__How to complete this task__: Look through the material below and give the number of lines holding "black", with no other words.

[Material for the task — start]

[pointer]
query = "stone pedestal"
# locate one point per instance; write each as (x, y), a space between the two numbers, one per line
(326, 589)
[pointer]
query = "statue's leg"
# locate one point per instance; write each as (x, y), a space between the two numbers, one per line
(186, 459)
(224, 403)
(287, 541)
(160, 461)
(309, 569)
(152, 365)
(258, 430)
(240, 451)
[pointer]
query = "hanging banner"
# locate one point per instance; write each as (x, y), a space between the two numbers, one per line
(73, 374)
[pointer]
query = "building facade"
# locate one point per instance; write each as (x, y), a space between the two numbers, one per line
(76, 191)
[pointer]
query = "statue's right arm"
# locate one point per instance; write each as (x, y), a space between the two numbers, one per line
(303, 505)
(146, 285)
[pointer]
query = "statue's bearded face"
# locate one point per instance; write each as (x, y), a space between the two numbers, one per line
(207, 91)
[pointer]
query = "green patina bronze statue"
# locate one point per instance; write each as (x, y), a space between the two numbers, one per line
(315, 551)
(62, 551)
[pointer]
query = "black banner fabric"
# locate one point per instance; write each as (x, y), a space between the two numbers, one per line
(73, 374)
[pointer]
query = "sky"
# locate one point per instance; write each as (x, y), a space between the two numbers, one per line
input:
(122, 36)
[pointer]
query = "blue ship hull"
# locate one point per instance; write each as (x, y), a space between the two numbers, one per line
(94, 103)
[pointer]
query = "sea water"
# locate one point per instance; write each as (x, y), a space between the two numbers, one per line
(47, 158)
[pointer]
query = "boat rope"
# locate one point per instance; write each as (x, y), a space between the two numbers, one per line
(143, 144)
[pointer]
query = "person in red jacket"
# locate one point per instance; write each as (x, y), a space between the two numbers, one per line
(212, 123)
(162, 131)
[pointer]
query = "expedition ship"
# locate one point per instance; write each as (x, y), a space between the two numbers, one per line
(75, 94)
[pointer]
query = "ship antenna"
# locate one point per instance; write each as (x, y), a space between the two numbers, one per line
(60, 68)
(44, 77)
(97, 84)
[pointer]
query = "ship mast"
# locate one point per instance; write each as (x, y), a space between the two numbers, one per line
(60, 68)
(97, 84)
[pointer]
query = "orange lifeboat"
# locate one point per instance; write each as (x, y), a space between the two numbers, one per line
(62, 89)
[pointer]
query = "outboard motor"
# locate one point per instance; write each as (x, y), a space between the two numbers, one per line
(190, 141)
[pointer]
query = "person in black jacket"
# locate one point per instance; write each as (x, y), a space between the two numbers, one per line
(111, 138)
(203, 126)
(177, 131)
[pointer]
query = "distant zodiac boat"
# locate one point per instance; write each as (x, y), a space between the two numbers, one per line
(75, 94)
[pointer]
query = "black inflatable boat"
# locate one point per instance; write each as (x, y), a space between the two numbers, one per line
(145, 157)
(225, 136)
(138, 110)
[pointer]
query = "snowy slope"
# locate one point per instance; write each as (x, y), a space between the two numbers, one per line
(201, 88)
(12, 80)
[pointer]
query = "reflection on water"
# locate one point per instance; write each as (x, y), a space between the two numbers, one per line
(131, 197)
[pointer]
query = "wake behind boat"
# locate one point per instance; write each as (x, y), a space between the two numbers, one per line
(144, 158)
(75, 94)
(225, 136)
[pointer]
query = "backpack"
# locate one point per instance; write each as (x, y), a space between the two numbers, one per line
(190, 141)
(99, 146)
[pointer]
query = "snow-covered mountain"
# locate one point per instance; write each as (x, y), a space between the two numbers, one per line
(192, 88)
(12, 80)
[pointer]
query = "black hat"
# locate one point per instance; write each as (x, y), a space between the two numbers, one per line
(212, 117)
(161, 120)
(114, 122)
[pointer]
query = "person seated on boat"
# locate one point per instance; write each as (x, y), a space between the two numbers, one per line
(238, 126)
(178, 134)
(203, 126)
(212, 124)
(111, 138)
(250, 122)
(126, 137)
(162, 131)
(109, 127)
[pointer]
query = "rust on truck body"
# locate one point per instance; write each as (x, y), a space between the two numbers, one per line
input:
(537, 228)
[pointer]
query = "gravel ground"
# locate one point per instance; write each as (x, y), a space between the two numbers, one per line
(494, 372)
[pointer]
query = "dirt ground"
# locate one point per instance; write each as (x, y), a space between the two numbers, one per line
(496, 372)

[Material for the task — finish]

__Exercise answer__: 4